• _Input_

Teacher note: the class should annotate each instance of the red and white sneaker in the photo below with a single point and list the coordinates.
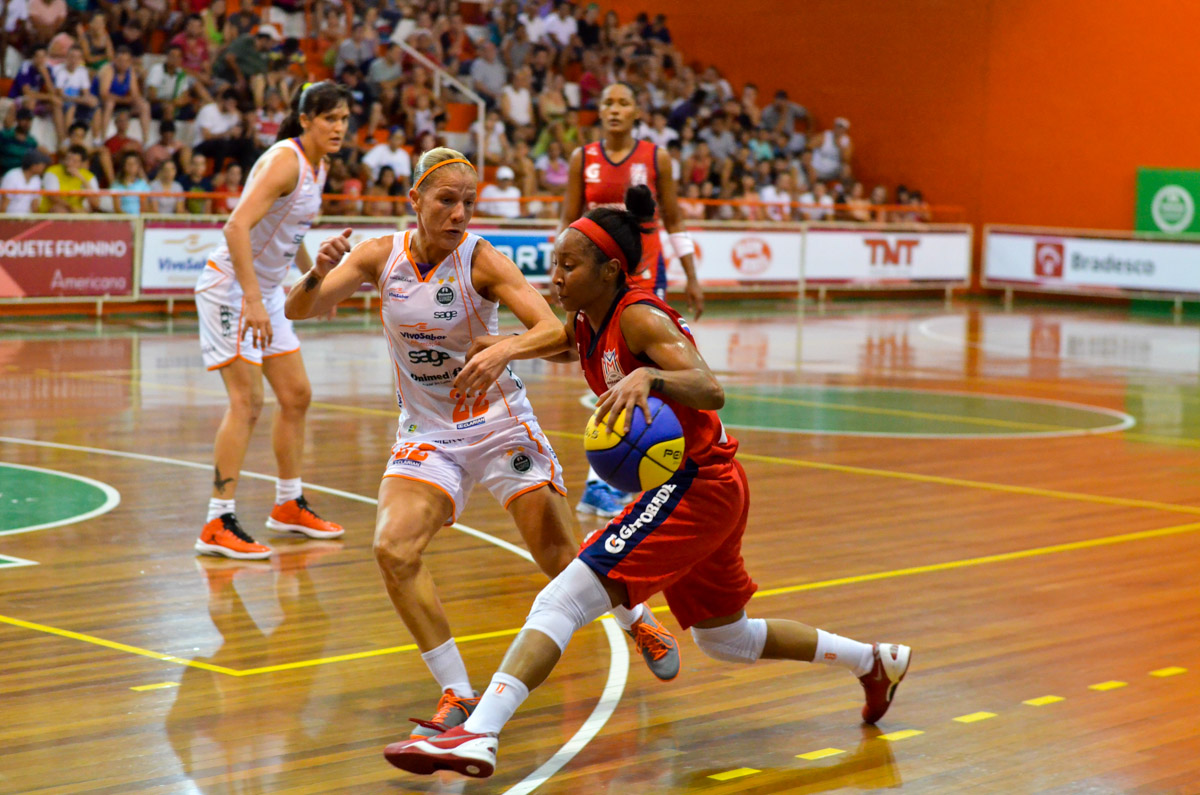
(457, 749)
(295, 516)
(881, 682)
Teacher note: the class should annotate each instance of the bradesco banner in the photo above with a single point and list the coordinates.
(52, 258)
(857, 255)
(1080, 263)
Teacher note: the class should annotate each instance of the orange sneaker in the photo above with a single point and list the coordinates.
(225, 537)
(295, 516)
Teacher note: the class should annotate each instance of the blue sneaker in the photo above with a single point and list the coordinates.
(601, 500)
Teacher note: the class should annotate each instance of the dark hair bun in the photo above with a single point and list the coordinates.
(640, 203)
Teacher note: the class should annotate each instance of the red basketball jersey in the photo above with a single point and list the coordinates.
(606, 359)
(605, 183)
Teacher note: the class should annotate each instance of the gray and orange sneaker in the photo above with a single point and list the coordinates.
(659, 647)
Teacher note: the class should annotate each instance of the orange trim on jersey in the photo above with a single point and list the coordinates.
(454, 513)
(534, 488)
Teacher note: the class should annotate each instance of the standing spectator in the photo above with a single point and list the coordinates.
(73, 79)
(390, 154)
(131, 179)
(487, 75)
(70, 175)
(166, 183)
(502, 199)
(119, 89)
(27, 177)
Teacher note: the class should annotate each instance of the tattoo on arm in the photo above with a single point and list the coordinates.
(220, 483)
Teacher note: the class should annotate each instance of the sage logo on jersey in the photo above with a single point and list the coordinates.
(1048, 258)
(612, 371)
(616, 542)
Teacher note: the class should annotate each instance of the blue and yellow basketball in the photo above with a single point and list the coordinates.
(642, 459)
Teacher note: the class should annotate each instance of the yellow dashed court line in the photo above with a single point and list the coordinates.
(1107, 686)
(820, 754)
(975, 717)
(735, 773)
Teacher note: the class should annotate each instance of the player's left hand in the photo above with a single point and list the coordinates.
(625, 395)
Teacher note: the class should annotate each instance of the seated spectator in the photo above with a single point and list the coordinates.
(390, 154)
(70, 175)
(131, 179)
(27, 177)
(34, 89)
(73, 81)
(502, 199)
(197, 180)
(166, 183)
(119, 88)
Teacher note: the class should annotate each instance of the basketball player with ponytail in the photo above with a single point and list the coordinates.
(244, 334)
(465, 417)
(599, 174)
(683, 539)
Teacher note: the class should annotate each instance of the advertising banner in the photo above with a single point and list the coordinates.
(53, 257)
(1078, 263)
(1168, 201)
(892, 256)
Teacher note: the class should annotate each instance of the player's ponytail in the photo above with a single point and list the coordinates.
(628, 226)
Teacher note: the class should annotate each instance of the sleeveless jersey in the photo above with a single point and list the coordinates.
(605, 183)
(606, 359)
(279, 235)
(430, 323)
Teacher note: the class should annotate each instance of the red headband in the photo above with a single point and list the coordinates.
(597, 234)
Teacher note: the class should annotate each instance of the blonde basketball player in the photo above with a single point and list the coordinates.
(244, 333)
(441, 290)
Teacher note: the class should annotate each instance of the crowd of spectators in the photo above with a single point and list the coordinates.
(184, 95)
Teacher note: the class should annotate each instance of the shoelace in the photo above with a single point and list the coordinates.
(652, 637)
(231, 522)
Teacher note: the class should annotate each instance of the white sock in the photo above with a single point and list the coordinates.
(286, 490)
(844, 652)
(496, 707)
(625, 616)
(219, 507)
(445, 663)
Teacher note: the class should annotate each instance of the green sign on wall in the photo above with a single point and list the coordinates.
(1168, 201)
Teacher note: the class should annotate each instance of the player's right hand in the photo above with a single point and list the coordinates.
(331, 250)
(258, 322)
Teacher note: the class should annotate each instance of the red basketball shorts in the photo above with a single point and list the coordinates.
(684, 539)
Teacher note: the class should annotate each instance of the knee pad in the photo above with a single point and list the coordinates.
(571, 599)
(741, 641)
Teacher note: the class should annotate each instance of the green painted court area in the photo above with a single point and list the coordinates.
(33, 497)
(909, 412)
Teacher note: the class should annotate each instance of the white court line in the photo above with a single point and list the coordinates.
(112, 498)
(618, 659)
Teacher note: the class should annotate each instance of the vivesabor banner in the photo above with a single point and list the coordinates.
(1079, 263)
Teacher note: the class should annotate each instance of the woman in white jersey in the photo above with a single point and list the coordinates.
(244, 333)
(463, 416)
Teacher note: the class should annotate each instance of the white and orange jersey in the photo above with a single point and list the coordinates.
(430, 323)
(276, 239)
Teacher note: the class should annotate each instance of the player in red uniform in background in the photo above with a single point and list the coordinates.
(599, 174)
(672, 539)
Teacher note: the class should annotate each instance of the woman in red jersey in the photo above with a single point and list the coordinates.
(683, 539)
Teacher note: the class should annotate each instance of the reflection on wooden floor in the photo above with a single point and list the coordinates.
(1013, 494)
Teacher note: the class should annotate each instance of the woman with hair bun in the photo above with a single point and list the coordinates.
(689, 549)
(465, 416)
(244, 333)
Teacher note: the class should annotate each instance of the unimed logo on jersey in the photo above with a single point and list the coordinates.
(1048, 258)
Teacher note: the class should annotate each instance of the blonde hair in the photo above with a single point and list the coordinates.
(432, 159)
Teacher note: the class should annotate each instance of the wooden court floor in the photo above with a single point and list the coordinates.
(1013, 494)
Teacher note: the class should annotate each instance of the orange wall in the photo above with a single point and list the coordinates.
(1020, 111)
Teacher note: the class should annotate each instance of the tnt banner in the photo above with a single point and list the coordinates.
(53, 258)
(1105, 264)
(887, 256)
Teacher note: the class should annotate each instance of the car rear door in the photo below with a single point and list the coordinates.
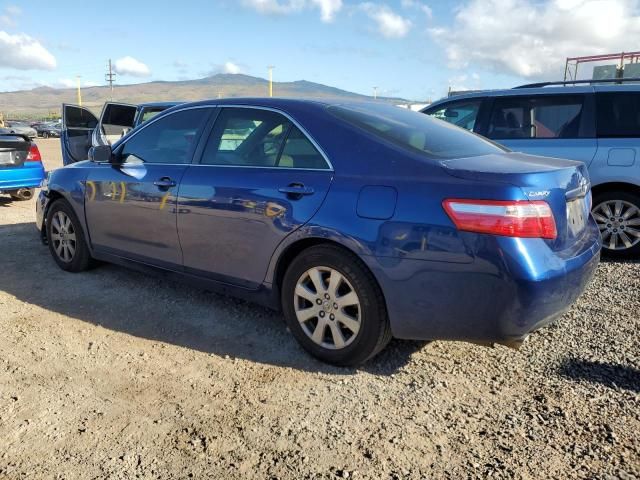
(618, 132)
(559, 125)
(78, 124)
(130, 202)
(259, 178)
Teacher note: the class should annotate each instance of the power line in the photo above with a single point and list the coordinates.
(110, 77)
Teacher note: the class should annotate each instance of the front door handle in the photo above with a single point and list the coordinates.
(296, 190)
(165, 182)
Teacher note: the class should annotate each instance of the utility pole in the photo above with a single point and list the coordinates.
(79, 94)
(110, 77)
(271, 67)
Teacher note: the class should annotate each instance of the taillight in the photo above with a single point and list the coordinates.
(517, 218)
(34, 154)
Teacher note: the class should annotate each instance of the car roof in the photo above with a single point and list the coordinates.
(284, 102)
(542, 90)
(159, 104)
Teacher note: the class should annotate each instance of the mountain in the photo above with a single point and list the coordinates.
(46, 100)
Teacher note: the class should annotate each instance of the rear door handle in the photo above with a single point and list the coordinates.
(165, 182)
(296, 190)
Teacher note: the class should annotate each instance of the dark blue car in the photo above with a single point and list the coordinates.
(21, 169)
(361, 222)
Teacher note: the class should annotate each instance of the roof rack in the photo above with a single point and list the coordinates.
(573, 82)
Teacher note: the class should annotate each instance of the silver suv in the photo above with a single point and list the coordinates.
(596, 124)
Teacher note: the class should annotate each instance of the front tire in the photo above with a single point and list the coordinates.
(23, 194)
(66, 239)
(334, 307)
(618, 217)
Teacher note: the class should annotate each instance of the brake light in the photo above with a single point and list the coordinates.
(34, 154)
(517, 218)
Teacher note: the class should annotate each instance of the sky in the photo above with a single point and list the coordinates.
(415, 49)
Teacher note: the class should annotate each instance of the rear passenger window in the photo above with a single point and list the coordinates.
(556, 116)
(462, 114)
(252, 137)
(618, 114)
(299, 152)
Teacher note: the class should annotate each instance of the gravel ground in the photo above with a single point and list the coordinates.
(113, 374)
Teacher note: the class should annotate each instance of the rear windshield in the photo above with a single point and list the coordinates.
(415, 131)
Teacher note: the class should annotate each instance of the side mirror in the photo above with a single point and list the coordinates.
(101, 153)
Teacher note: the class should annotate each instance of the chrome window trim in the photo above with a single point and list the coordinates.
(292, 120)
(154, 120)
(261, 167)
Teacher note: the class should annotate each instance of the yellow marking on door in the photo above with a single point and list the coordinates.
(164, 200)
(92, 185)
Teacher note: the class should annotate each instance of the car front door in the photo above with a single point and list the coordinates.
(259, 178)
(116, 120)
(618, 132)
(560, 126)
(131, 201)
(78, 124)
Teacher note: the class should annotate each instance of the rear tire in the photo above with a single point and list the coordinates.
(66, 239)
(618, 217)
(342, 321)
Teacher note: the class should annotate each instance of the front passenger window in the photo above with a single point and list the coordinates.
(169, 140)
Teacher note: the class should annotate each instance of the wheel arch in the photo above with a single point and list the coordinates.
(615, 187)
(296, 247)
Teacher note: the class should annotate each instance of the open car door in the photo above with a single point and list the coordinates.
(116, 120)
(78, 124)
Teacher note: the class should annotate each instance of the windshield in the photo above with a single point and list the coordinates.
(415, 131)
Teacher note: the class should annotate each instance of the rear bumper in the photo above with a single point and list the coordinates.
(41, 207)
(28, 176)
(511, 288)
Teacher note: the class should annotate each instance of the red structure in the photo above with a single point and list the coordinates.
(572, 63)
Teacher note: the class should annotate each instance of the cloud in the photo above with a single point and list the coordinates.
(22, 52)
(328, 8)
(228, 67)
(426, 9)
(465, 82)
(389, 23)
(72, 83)
(532, 38)
(9, 14)
(275, 7)
(131, 66)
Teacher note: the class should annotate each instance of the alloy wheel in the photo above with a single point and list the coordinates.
(619, 224)
(63, 236)
(327, 307)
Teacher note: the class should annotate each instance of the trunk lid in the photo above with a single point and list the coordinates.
(563, 184)
(14, 150)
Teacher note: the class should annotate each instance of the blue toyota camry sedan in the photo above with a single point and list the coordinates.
(360, 221)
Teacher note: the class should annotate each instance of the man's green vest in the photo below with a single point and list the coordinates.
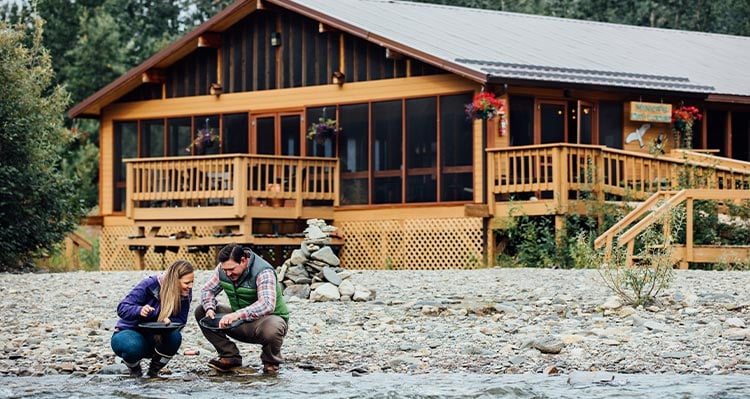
(244, 292)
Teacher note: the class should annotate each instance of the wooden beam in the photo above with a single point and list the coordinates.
(153, 76)
(393, 54)
(323, 28)
(209, 40)
(476, 210)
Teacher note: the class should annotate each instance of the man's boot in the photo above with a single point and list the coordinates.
(158, 361)
(134, 369)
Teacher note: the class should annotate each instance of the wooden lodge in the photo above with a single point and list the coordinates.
(206, 142)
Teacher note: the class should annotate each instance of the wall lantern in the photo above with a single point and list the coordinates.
(276, 39)
(216, 89)
(338, 78)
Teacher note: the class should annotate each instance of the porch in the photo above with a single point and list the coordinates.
(551, 180)
(220, 199)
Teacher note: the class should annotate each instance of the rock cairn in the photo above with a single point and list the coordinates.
(313, 271)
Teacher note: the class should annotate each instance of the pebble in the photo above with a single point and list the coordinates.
(493, 320)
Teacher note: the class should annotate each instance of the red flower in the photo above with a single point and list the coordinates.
(484, 106)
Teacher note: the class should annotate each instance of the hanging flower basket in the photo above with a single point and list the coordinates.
(323, 130)
(683, 119)
(204, 138)
(484, 106)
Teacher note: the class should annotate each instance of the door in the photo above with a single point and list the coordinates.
(279, 134)
(552, 121)
(585, 123)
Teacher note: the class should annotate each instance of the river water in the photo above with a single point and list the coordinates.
(304, 384)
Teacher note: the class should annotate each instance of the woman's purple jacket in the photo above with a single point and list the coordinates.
(147, 293)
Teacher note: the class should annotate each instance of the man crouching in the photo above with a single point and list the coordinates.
(258, 313)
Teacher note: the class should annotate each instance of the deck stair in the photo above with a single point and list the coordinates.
(654, 209)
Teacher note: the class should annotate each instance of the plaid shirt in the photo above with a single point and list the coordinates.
(265, 304)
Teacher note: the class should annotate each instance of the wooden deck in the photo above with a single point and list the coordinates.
(240, 198)
(549, 180)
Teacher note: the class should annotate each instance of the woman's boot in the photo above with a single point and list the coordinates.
(158, 361)
(134, 369)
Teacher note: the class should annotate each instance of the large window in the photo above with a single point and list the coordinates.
(421, 150)
(179, 136)
(387, 151)
(326, 148)
(456, 154)
(234, 134)
(521, 120)
(152, 138)
(353, 153)
(610, 124)
(415, 150)
(125, 147)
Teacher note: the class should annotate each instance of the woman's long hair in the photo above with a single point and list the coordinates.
(169, 294)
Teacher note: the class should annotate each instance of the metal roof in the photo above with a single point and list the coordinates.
(500, 47)
(513, 46)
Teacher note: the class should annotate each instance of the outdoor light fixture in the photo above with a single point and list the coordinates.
(338, 78)
(216, 89)
(276, 39)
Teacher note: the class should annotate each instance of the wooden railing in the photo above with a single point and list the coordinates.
(656, 208)
(559, 169)
(223, 186)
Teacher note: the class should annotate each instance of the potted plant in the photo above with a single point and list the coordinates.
(484, 106)
(683, 119)
(204, 138)
(323, 130)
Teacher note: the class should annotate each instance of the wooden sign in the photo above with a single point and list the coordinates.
(650, 112)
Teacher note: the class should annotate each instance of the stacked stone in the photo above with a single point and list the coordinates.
(313, 271)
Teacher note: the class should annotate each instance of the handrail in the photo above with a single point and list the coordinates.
(228, 182)
(675, 198)
(560, 168)
(647, 221)
(608, 236)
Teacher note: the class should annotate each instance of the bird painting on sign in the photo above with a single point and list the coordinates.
(638, 134)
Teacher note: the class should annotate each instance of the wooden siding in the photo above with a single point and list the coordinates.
(307, 56)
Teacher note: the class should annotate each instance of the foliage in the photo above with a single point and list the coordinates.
(530, 241)
(204, 138)
(652, 270)
(683, 119)
(484, 106)
(724, 16)
(323, 129)
(38, 203)
(58, 261)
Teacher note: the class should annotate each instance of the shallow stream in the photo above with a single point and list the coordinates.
(303, 384)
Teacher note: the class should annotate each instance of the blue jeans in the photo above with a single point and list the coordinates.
(134, 345)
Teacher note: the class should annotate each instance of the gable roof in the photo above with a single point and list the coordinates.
(502, 47)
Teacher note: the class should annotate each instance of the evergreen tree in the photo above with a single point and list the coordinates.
(38, 203)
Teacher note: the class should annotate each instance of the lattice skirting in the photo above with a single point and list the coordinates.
(115, 255)
(421, 244)
(416, 244)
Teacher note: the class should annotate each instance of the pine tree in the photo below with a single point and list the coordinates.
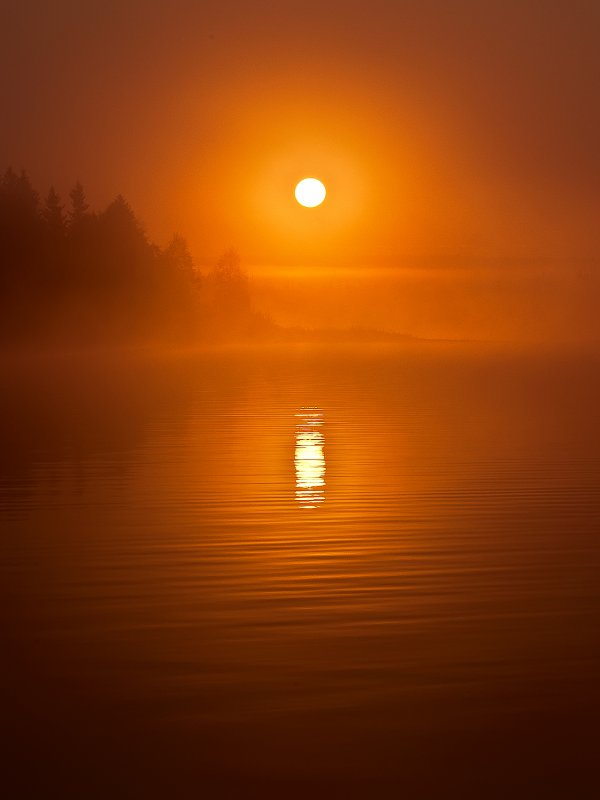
(53, 214)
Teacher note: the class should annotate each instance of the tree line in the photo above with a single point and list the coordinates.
(94, 276)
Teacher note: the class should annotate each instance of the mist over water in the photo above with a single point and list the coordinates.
(288, 569)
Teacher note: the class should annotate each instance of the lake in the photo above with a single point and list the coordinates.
(352, 571)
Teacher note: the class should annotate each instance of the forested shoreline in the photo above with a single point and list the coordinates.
(72, 274)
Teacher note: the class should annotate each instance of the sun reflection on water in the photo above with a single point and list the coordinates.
(309, 458)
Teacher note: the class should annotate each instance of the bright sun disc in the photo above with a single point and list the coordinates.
(310, 192)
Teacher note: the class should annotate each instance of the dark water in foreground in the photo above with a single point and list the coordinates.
(329, 573)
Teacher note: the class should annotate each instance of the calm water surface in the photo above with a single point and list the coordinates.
(278, 573)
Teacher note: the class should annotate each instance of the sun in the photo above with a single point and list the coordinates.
(310, 192)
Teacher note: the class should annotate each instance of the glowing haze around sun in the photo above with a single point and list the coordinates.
(310, 192)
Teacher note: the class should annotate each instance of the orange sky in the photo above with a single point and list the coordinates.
(441, 129)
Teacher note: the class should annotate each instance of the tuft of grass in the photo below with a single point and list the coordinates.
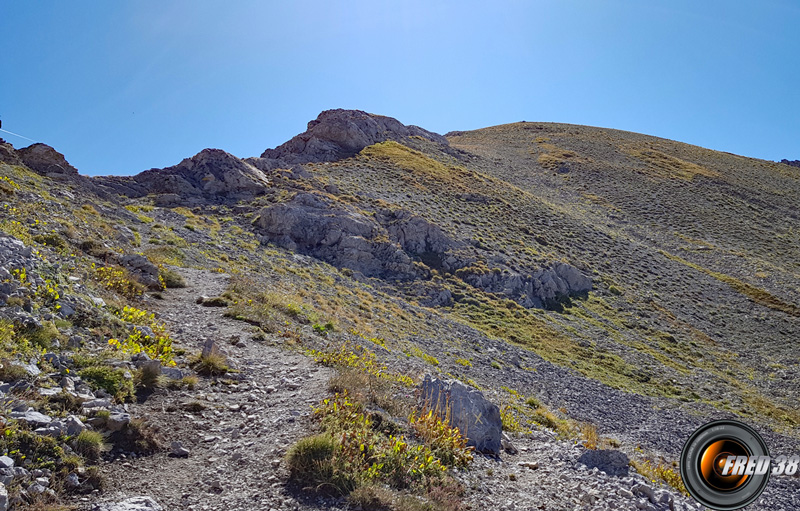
(51, 240)
(758, 295)
(217, 301)
(171, 278)
(312, 466)
(210, 364)
(88, 444)
(114, 381)
(660, 471)
(148, 377)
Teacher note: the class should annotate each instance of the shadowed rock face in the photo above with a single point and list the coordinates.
(337, 134)
(8, 154)
(211, 174)
(337, 234)
(544, 288)
(46, 161)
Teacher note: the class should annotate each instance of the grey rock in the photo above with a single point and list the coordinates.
(338, 234)
(45, 160)
(97, 403)
(610, 461)
(644, 490)
(32, 417)
(31, 368)
(507, 445)
(36, 489)
(210, 174)
(55, 428)
(466, 408)
(117, 420)
(179, 450)
(72, 481)
(210, 347)
(337, 134)
(174, 373)
(131, 504)
(141, 268)
(74, 425)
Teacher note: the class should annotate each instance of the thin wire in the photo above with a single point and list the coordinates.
(20, 136)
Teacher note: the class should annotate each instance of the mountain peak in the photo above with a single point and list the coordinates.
(339, 133)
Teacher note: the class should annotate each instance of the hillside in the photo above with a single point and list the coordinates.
(603, 288)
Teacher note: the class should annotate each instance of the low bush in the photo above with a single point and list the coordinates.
(114, 381)
(88, 444)
(171, 278)
(210, 364)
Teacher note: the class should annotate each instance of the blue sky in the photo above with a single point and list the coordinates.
(120, 87)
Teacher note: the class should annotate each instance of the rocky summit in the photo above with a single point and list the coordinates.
(375, 316)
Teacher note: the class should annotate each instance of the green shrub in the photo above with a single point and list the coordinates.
(312, 465)
(210, 364)
(217, 301)
(50, 240)
(11, 373)
(148, 377)
(171, 278)
(113, 381)
(43, 337)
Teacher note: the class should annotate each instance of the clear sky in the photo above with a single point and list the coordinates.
(120, 87)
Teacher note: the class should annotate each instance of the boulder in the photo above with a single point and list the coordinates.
(337, 134)
(610, 461)
(211, 173)
(8, 154)
(336, 233)
(46, 161)
(543, 288)
(32, 417)
(466, 408)
(142, 269)
(131, 504)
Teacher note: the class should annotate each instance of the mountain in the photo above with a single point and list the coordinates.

• _Task instructions_
Reproduce, word for word, every line starting at the line that contains "the green shrub" and ending with the final line of the entries.

• _Answer to this problem_
Teacher note: the class should annotate each instance of the green shrub in the photo above with a single point and list the coordinates.
(312, 465)
(210, 364)
(217, 301)
(50, 240)
(11, 373)
(148, 377)
(171, 278)
(113, 381)
(43, 337)
Teacher note: the class should annotate each instance of the clear sky in the photo above with a single point and list the coordinates.
(120, 87)
Teacher note: the class should annotate each instance of the boulder in the photo above with a single point and list the coordinates.
(337, 134)
(610, 461)
(211, 173)
(8, 154)
(336, 233)
(46, 161)
(543, 288)
(32, 417)
(466, 408)
(142, 269)
(131, 504)
Teacher note: the class should annotate each instance of the mountain in the photo above with a single point and list the coordinates.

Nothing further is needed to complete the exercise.